▸ TASK GOAL
Retype the data below without altering anything.

▸ SUPPLIED DATA
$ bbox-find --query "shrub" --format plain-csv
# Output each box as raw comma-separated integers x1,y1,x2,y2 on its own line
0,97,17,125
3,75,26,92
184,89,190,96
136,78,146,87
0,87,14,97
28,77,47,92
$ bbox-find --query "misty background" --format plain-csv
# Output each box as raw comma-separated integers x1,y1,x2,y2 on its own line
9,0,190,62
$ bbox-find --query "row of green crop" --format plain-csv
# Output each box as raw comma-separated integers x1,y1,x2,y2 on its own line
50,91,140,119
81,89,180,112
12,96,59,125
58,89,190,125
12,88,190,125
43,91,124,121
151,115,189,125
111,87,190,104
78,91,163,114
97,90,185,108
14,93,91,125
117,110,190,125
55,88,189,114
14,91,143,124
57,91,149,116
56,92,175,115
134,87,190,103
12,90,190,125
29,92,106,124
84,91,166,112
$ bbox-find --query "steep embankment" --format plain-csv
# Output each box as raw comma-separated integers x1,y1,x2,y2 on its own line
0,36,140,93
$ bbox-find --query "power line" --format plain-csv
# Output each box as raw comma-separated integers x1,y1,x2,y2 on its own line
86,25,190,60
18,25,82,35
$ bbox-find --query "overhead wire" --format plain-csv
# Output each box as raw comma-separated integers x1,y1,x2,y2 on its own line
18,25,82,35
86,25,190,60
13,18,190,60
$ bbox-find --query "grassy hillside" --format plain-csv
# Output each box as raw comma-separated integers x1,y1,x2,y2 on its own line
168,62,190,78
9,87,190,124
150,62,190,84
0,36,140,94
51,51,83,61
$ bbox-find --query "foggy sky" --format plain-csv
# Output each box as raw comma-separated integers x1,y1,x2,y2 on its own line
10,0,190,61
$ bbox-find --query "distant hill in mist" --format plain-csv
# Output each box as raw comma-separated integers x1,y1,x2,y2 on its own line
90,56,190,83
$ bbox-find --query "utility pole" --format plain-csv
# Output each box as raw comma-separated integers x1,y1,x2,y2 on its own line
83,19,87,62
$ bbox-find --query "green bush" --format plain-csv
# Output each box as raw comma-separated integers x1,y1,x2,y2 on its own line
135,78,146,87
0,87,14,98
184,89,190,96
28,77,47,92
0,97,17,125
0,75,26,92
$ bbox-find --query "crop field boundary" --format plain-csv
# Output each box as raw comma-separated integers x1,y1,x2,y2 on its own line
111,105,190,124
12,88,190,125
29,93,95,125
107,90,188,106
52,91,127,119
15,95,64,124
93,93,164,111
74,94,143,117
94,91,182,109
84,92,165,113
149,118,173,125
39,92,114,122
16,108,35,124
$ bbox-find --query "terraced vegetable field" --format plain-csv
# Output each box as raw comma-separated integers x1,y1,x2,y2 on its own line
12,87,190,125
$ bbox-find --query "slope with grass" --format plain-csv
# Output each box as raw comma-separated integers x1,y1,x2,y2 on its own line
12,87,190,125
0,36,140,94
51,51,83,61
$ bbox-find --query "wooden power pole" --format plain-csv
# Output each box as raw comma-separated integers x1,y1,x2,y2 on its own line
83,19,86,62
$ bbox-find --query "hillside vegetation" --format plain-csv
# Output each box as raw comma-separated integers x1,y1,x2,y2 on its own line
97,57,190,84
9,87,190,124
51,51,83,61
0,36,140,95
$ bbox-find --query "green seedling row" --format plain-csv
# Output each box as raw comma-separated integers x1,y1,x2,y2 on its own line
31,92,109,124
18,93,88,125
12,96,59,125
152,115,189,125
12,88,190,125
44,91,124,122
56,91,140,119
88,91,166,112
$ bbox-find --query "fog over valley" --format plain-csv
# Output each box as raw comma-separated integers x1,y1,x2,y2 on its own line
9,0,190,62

▸ REPLY TO THE EXERCISE
$ bbox-find --query "shrub" --format plain-csv
# Output each box as raw comma-separated integers x1,y1,x2,y2 on its own line
0,97,17,125
3,75,26,92
184,89,190,96
136,78,146,87
0,87,14,97
28,77,47,92
$ bbox-find --query "misty background" --format plain-csv
# Output each box as raw comma-separated integers x1,y1,x2,y2 on its own line
9,0,190,62
$ bbox-find --query "row of green crop" --format plain-csv
# Output each box as raw comma-separated integers x1,y1,x2,y2 on its own line
50,91,140,119
81,89,180,112
12,96,59,125
58,89,190,125
12,88,190,125
43,91,124,121
151,115,189,125
111,87,190,104
78,91,163,114
97,90,185,108
14,93,91,125
117,110,190,125
55,88,189,114
14,91,143,124
57,91,149,116
56,92,175,115
134,87,190,103
12,90,190,125
29,92,106,124
84,91,166,112
$ bbox-find --query "steep embankment" --format plain-csv
# Output each box as raw comma-separated integers x1,y1,x2,y2 on its own line
0,36,140,93
$ bbox-find --query "power line" --format plain-csv
# Output each box as raw comma-separated integers x1,y1,x2,y2 on its own line
86,25,190,60
18,25,82,35
$ bbox-find --query "overhead wire" --format plain-csv
# Output each box as raw comma-separated integers x1,y1,x2,y2 on its own line
18,25,82,35
86,25,190,60
13,18,190,60
$ bbox-find --query "grassy hillside" --format plain-csv
# Output each box as raw comma-separated integers x1,y1,x2,y2 on its own line
168,62,190,78
9,87,190,124
150,62,190,84
0,36,140,94
51,51,83,61
$ bbox-find --query "foggy sky" --format plain-csv
# Output each box as raw comma-separated integers x1,y1,x2,y2 on its own line
10,0,190,61
$ bbox-find --query "distant hill in mist" --format plain-csv
# Output each box as raw comma-separated integers x1,y1,x2,y2 on its own line
90,56,190,83
$ bbox-find --query "utility pole" --format plain-csv
# Output each box as raw comma-separated integers x1,y1,x2,y2 on its own line
83,19,87,62
$ bbox-find --query "green bush" --format plain-csv
# Output each box as raw comma-separated integers x1,y1,x2,y2 on its own line
135,78,146,87
0,87,14,98
184,89,190,96
28,77,47,92
0,97,17,125
0,75,26,92
$ bbox-find --query "crop field boundary" --format plain-csv
# Output each box as raw comma-separated integers x1,y1,x2,y2 on its own line
111,105,190,124
12,88,190,125
29,93,95,125
107,90,188,106
52,91,127,119
15,95,64,124
93,93,164,111
74,94,143,117
94,91,182,109
84,92,165,113
149,118,173,125
39,92,114,122
16,108,35,124
$ bbox-find --query "terraced vegetable field" --format plain-csv
# Output each box as raw comma-separated integers x1,y1,x2,y2 on its own line
12,87,190,125
$ bbox-find --query "slope with grass" --format plain-csv
# Output each box as raw comma-separated integers x1,y1,x2,y2 on its own line
12,87,190,125
0,36,140,94
51,51,83,61
$ bbox-find --query "wooden power pole" --format plain-csv
# Output each box as raw comma-separated integers x1,y1,x2,y2 on its own line
83,19,86,62
$ bbox-find --query "hillside vegetation" --format plain-csv
# Output each box as raw comma-separated integers x1,y1,x2,y2 on its own line
97,57,190,84
9,87,190,124
51,51,83,61
0,36,140,95
$ bbox-find --query "green seedling row" --format plain-csv
# Output each box as raw comma-separated integers x1,y1,x2,y2 on its own line
31,92,109,124
18,93,88,125
12,96,59,125
152,115,189,125
12,88,190,125
44,91,124,122
56,91,140,119
88,91,166,112
$ bbox-find --query "fog over valley" --format plain-csv
# Output each box as raw comma-separated integers x1,y1,x2,y2 on its own line
9,0,190,62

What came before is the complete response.